● **What you have to do**: Entries follow. Give back exactly the lines starting at the one containing "# test: point out the lizard head, one" and ending at the one containing "# test: point out the algae-covered", and no other lines.

● **Supplied material**:

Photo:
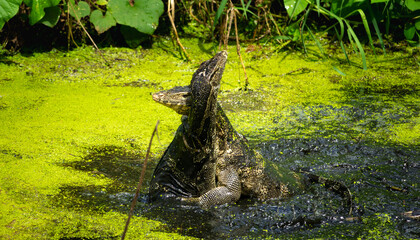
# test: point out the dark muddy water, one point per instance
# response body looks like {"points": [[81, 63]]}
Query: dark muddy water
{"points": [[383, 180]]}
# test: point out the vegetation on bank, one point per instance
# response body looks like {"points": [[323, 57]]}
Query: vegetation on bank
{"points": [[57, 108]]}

--

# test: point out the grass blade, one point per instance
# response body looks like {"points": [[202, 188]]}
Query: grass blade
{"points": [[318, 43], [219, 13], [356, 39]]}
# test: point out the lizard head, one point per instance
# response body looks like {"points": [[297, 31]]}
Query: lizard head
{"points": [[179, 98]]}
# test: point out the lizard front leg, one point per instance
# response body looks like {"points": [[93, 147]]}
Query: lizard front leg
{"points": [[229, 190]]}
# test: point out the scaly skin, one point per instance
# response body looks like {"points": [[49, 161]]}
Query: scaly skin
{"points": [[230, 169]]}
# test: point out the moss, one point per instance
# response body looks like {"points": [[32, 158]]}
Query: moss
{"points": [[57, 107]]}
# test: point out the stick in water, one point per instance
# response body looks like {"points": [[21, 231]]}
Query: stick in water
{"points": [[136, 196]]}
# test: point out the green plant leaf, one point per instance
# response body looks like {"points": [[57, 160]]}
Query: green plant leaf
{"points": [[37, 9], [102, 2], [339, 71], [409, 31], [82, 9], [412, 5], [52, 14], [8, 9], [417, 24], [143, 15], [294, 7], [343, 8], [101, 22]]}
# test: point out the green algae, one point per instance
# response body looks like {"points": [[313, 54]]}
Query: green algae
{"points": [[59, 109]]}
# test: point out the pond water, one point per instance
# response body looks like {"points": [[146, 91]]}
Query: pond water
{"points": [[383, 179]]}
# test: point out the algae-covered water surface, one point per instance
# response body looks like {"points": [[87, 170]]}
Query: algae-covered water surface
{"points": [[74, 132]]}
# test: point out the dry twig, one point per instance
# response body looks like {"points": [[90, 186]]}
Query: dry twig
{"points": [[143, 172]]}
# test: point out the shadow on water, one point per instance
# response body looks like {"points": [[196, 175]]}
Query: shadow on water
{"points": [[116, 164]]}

● **Solution to this exercise**:
# test: point out the lizard head, one point per instance
# response body looks like {"points": [[297, 31]]}
Query: lizard head
{"points": [[179, 98]]}
# test: point out the lizard front leg, one point per instance
# response body looks like {"points": [[93, 147]]}
Query: lizard front leg
{"points": [[229, 190]]}
# test: point out the scaly skin, one point per instance
# response body looks like {"points": [[49, 161]]}
Query: scaly skin
{"points": [[230, 169]]}
# test: point out the moss, one point per instance
# response body looks like {"points": [[32, 158]]}
Query: moss
{"points": [[57, 107]]}
# test: point out the stick in water, one point per instance
# response body looks like {"points": [[21, 231]]}
Query: stick in water
{"points": [[136, 196]]}
# test: point out the green plant leaf, one point per instance
# response body looks like {"points": [[57, 160]]}
Query: green plant leaf
{"points": [[37, 9], [102, 2], [339, 71], [409, 31], [82, 9], [412, 5], [52, 14], [8, 9], [417, 24], [143, 15], [294, 7], [343, 8], [101, 22]]}
# test: point out the green algae, one point per instance
# response body looks like {"points": [[313, 54]]}
Query: green algae
{"points": [[59, 109]]}
# test: point out the pond water, one point per instance
# response body looks like {"points": [[146, 91]]}
Query: pond water
{"points": [[383, 179]]}
# test: point out the algae-covered water surface, one point per instance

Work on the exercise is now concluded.